_RAW DATA_
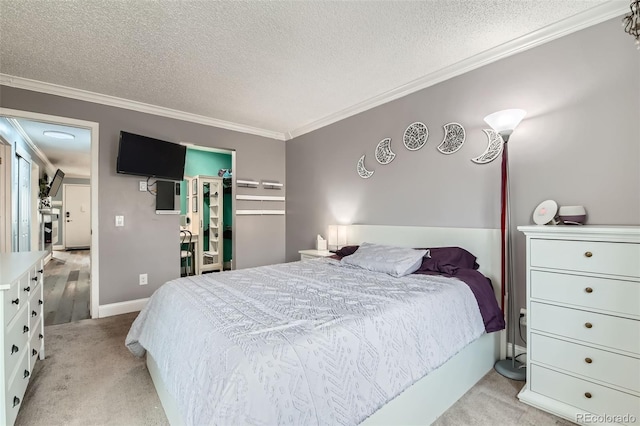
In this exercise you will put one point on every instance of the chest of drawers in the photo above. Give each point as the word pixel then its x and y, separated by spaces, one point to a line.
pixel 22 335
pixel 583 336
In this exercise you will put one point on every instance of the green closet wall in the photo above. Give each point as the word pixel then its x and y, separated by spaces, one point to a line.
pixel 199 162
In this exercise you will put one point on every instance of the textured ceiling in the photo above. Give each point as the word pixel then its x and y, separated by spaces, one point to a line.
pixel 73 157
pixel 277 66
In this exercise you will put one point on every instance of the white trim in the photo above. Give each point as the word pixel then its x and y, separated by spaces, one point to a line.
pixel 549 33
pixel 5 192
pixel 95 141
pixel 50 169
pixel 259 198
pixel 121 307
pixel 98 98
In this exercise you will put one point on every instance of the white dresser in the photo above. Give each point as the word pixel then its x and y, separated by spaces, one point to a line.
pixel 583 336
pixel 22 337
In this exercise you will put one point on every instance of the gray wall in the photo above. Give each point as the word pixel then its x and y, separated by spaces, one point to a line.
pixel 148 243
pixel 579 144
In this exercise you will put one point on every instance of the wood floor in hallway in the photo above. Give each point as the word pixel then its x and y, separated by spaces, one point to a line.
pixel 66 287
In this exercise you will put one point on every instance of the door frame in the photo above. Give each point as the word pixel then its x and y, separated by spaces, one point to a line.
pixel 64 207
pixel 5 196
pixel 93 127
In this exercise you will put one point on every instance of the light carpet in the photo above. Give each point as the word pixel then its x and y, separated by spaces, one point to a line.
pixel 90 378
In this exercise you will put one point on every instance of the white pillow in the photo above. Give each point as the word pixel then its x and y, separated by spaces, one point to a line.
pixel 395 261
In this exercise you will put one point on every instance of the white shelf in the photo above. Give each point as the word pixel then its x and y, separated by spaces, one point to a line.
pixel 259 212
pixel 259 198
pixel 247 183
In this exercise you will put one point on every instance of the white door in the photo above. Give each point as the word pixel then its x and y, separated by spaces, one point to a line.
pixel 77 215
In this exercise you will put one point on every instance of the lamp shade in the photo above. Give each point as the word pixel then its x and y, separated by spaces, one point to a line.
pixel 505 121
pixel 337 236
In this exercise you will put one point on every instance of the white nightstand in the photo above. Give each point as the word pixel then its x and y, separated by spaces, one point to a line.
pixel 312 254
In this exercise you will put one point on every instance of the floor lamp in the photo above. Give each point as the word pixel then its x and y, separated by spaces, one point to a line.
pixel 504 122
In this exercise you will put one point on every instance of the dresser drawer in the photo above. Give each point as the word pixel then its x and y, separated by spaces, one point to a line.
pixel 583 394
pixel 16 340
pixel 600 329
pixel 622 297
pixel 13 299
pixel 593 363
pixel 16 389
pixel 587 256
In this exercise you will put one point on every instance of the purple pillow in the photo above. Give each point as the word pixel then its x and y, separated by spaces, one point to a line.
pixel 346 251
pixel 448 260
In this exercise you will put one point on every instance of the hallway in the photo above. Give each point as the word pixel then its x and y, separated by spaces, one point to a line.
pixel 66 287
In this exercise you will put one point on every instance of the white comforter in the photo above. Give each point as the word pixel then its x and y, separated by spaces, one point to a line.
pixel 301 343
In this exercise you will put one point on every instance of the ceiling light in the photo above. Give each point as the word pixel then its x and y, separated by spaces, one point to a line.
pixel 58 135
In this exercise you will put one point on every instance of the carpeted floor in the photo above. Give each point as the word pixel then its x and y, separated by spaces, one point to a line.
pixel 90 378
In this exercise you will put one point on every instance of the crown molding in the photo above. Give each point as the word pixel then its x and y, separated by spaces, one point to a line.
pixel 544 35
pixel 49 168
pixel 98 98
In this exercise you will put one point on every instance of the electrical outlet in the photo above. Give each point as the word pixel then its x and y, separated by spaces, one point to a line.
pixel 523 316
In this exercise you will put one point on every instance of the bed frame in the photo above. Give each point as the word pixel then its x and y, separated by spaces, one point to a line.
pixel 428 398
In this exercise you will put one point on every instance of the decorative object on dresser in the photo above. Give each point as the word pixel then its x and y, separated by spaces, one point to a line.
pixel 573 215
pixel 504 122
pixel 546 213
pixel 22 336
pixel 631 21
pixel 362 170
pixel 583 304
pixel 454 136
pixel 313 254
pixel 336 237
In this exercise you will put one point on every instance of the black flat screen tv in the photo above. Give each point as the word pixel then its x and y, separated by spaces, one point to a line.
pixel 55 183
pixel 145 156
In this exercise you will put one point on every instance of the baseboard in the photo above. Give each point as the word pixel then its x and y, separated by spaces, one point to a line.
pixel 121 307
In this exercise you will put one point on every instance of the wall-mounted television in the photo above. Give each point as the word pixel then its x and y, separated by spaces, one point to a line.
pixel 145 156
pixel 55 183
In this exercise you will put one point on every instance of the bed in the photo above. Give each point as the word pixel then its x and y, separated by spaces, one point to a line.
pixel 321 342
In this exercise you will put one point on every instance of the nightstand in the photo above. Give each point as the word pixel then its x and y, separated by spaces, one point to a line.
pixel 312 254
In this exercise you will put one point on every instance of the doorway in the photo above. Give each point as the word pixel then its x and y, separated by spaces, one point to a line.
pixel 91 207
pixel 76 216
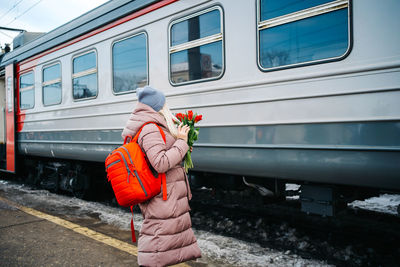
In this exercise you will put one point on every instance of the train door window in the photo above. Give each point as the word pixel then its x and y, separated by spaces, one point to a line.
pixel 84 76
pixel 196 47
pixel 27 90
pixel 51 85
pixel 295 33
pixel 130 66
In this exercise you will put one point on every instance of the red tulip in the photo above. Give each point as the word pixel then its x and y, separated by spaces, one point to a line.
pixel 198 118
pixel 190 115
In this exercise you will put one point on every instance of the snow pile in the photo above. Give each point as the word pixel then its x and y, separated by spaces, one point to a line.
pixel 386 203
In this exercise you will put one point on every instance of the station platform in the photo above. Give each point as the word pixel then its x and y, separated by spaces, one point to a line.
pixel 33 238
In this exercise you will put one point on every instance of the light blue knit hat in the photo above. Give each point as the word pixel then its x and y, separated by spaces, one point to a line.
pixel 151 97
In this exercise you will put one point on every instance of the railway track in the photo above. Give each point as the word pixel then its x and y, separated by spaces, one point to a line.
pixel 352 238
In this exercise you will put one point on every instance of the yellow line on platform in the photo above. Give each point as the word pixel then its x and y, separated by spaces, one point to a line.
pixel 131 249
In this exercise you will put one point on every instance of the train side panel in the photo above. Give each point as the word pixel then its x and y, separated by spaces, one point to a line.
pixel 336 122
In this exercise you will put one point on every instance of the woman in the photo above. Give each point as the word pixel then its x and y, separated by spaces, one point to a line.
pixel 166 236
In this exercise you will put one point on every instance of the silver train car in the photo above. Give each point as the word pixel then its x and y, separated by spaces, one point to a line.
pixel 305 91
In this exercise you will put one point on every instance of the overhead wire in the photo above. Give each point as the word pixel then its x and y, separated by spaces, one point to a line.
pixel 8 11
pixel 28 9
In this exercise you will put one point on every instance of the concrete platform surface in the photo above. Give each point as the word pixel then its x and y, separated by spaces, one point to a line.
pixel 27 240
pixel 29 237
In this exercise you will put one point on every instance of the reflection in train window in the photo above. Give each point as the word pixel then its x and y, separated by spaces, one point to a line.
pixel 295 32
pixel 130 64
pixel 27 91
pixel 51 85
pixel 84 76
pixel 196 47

_STATED GOAL_
Render every one of the items above as a two-column CSV headed instruction and points, one row per item. Put each item's text and its answer in a single quoted field apiece, turn line breaks into spaces, and leave the pictures out.

_RESULT OF THE EXERCISE_
instruction,points
"In this exercise you will put one point on every instance of the chest of drawers in the photo above. Give each point as the word pixel then its x and y, separated by spaces, one point to a line.","pixel 22 335 pixel 583 336"
"In this exercise you will put one point on every instance of the green closet wall in the photo above. Give each point as the word pixel then its x and y, separated by spaces, one point to a line.","pixel 199 162"
"In this exercise you will put one point on every instance of the textured ceiling in the photo above. Give each point as the word pixel then its x and y, separated by spaces, one point to a line.","pixel 73 157 pixel 277 66"
"In this exercise you will put one point on every instance of the white trim in the photo above. Give each point as the word pixel then its x and y, separated by spaces, one point to a line.","pixel 549 33 pixel 5 192 pixel 95 141 pixel 50 169 pixel 259 198 pixel 121 307 pixel 98 98"
"In this exercise you will put one point on every instance of the white dresser in the photo above. Give each point as the word pixel then its x and y, separated by spaces, one point to a line.","pixel 583 336 pixel 22 337"
"In this exercise you will put one point on every instance of the gray wall in the photo above. Give each point as the word pixel then its x and y, separated by spaces, one point to a line.","pixel 148 243 pixel 579 144"
"In this exercise you will put one point on every instance of the wood floor in hallway in the photo above. Give each point as the word pixel then its x and y, separated by spaces, one point to a line.","pixel 66 287"
"In this exercise you will put one point on every instance of the door frame in the photo above. Give each point as the word pixel then its x and y, separated by spaces, one point to a line.","pixel 64 207 pixel 5 196 pixel 93 127"
"In this exercise you will put one point on every instance of the light carpet in the photo above. Give each point as the word pixel then its x and y, separated by spaces, one point to a line.","pixel 90 378"
"In this exercise you will put one point on every instance of the white pillow in the photo above. Give each point as the word pixel then its x and y, separated by spaces, one point to a line.","pixel 395 261"
"In this exercise you will put one point on every instance of the white shelf in the photo above. Give each point as the word pixel then its x and y, separated by spaces, one point to a line.","pixel 259 212 pixel 259 198 pixel 247 183"
"In this exercise you will put one point on every instance of the white door in the photo above. Give each point as the word pixel then its x and y, separated by spaces, one point to a line.","pixel 77 215"
"In this exercise you will put one point on every instance of the lamp shade in the photo above. Give each point as the word pixel then its x and y, separated by spaces, one point to a line.","pixel 505 121 pixel 337 236"
"In this exercise you will put one point on every instance of the white nightstand in the photo above. Give each point as the word pixel then its x and y, separated by spaces, one point to a line.","pixel 312 254"
"In this exercise you will put one point on every instance of the floor lamp in the photo above. Give each point as the word pixel then its x and y, separated by spaces, one point to a line.","pixel 504 122"
"In this exercise you will put one point on every instance of the dresser drawer in the photo above. Give each point as the word pixel then its x and y, separated by spaces, one point to a line.","pixel 583 394 pixel 16 340 pixel 600 329 pixel 622 297 pixel 13 299 pixel 593 363 pixel 16 389 pixel 587 256"
"In this exercise you will put one point on every instance of the purple pillow in the photo above. Give each point as the word pixel then its x and y, separated by spaces, one point to a line.","pixel 346 251 pixel 448 260"
"In this exercise you will put one point on every instance of the hallway in the photo above. Give each point as the word pixel then its x and y, separated by spaces, one point to a line.","pixel 66 287"
"In this exercise you will put one point on every instance of the white comforter in the photo above. Give each point as the word pixel then its x and y, separated by spaces, one point to a line.","pixel 301 343"
"In this exercise you will put one point on every instance of the ceiling light in the photo above. Give each point as the word pixel then its x and y, separated by spaces, one point to a line.","pixel 58 135"
"In this exercise you will put one point on every instance of the carpeted floor in the photo above. Give each point as the word pixel then its x and y, separated by spaces, one point to a line.","pixel 90 378"
"In this exercise you will put one point on every instance of the crown molding in the photo above. Give each point as the word pixel then its x and y, separated by spaces, one point to a line.","pixel 544 35 pixel 49 168 pixel 98 98"
"In this exercise you will put one point on every instance of the electrical outlet in the photo above. Give each point as the word pixel then its x and y, separated by spaces, one point to a line.","pixel 523 316"
"In this exercise you will put one point on every instance of the bed frame in the photo above. Give each point as the word pixel then its x and y, separated by spaces, one point to a line.","pixel 428 398"
"In this exercise you will put one point on every instance of the decorative object on dresser in the photo above. Give each point as the word pixel then its x and y, separated by spaces, one point to a line.","pixel 573 215 pixel 504 122 pixel 546 213 pixel 22 336 pixel 631 21 pixel 362 170 pixel 583 304 pixel 454 136 pixel 313 254 pixel 336 237"
"In this exercise you will put one point on every instance of the black flat screen tv in the photo above. Give each point as the word pixel then its x and y, separated by spaces, one point to a line.","pixel 55 183 pixel 145 156"
"In this exercise you will put one point on every instance of the baseboard in the photo above. Give each point as the word pixel then its x and y, separated by spaces, one point to a line.","pixel 121 307"
"In this exercise you will put one point on every instance of the wall-mounted television in the photo above. Give each point as the word pixel then its x and y, separated by spaces, one point to a line.","pixel 145 156 pixel 55 183"
"In this exercise you will put one point on every instance of the bed in the photo above. Give each point as the word pixel then its x and y, separated by spaces, one point to a line.","pixel 321 342"
"In this exercise you will put one point on every instance of the nightstand in the photo above. Give each point as the word pixel then its x and y, separated by spaces, one point to a line.","pixel 312 254"
"In this exercise you will put one point on every instance of the doorway in the photo above. Give each point as the word pixel then its x and y, separated by spaces, one point to a line.","pixel 91 207 pixel 76 216"
"In this exercise you will put one point on every instance of the train door window in the photo above. Give each point as the word pixel then its x and y, separated by spaces, one point to a line.","pixel 84 76 pixel 196 47 pixel 27 90 pixel 51 85 pixel 295 33 pixel 130 66"
"In this exercise you will put one point on every instance of the red tulip in the photo above. Give each point as the word pixel then its x and y, separated by spaces, one point to a line.","pixel 198 118 pixel 190 115"
"In this exercise you will put one point on every instance of the snow pile in the photo above. Give each point as the word pixel then its x and y, separated by spaces, one point to a line.","pixel 386 203"
"In this exercise you will put one point on every instance of the station platform in the photo above. Give each point as the word pixel then its x and y, separated by spaces, one point to a line.","pixel 33 238"
"In this exercise you will put one point on every instance of the light blue knit hat in the photo above. Give each point as the word pixel then its x and y, separated by spaces, one point to a line.","pixel 151 97"
"In this exercise you will put one point on every instance of the railway track in the photo above. Give each point as the word pixel then its x and y, separated by spaces, one point to a line.","pixel 352 238"
"In this exercise you will put one point on every instance of the yellow line on platform in the photo above. Give each point as the word pixel then its x and y, separated by spaces, one point to a line.","pixel 131 249"
"In this exercise you will put one point on every instance of the train side panel in the photo above. Give each point as the word pixel then its x and y, separated by spaces, one point to a line.","pixel 336 122"
"In this exercise you will put one point on every instance of the woman in the photo above. Give each point as the word pixel then its x and y, separated by spaces, one point to a line.","pixel 166 236"
"In this exercise you will put one point on every instance of the silver train car in the photo above. Give each point as the word pixel then its x and y, separated by spaces, one point to a line.","pixel 305 91"
"In this exercise you will put one point on every instance of the overhead wire in the photo above. Give each point as the word pixel then its x and y, separated by spaces, one point to a line.","pixel 8 11 pixel 28 9"
"In this exercise you will put one point on every instance of the concrete platform surface in the photo above. Give each point as the word pixel then its x and y, separated by spaces, one point to a line.","pixel 27 240 pixel 29 237"
"In this exercise you will put one point on every instance of the reflection in train window in the photo above. Give each point as the word pixel then its x and y, separated by spaces, one point to a line.","pixel 295 32 pixel 130 64 pixel 27 91 pixel 51 85 pixel 84 76 pixel 196 47"